Count the lines of the listing below that contain the word "green". Reply with the number alone.

__Exercise inputs__
┌──

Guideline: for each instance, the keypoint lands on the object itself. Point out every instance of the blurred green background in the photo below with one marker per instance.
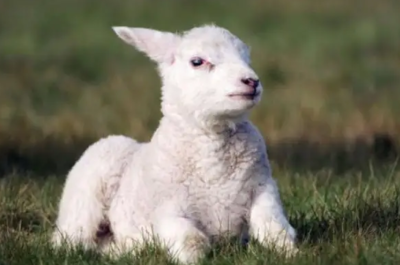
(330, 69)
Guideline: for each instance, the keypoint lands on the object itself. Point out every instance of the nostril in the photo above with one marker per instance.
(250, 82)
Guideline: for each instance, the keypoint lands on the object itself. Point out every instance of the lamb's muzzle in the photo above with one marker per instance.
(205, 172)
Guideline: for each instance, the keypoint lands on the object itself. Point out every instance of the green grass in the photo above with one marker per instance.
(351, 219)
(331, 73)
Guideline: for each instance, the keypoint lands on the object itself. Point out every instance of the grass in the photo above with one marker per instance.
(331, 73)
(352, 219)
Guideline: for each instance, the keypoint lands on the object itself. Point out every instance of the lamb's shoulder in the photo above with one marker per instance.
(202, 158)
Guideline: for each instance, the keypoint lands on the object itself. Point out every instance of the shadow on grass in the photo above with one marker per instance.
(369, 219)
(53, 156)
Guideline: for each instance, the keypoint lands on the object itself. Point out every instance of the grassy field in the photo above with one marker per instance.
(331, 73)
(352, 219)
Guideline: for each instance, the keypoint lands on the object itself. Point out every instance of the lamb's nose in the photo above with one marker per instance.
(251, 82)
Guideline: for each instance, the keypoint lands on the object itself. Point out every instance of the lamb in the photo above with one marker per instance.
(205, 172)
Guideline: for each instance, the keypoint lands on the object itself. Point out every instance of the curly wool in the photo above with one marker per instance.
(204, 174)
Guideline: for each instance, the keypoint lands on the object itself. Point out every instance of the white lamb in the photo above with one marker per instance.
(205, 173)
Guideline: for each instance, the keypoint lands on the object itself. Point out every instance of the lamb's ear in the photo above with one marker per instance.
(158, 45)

└──
┌──

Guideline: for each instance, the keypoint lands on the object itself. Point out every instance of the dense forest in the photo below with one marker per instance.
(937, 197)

└──
┌──

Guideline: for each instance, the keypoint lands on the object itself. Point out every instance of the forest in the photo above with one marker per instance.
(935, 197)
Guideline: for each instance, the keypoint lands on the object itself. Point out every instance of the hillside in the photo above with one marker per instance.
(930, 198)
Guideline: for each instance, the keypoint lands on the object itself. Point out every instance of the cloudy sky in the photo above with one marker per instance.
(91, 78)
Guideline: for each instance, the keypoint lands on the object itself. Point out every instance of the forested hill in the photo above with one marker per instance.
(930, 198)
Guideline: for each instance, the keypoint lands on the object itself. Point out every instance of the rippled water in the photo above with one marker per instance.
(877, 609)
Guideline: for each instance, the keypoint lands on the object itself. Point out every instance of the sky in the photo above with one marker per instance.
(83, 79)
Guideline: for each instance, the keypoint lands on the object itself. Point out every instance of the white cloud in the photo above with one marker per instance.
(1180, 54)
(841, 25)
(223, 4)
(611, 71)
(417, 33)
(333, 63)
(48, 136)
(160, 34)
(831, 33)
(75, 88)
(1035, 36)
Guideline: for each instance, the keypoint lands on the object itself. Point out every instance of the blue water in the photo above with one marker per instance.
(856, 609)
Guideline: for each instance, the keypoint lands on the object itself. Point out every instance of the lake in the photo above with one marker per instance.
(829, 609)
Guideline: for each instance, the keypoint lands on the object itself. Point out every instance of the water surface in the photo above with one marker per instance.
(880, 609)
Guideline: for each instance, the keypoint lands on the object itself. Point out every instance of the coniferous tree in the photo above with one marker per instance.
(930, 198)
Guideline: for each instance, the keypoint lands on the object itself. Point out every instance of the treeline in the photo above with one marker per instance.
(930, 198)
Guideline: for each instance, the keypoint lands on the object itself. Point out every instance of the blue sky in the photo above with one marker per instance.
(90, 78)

└──

__Expected output__
2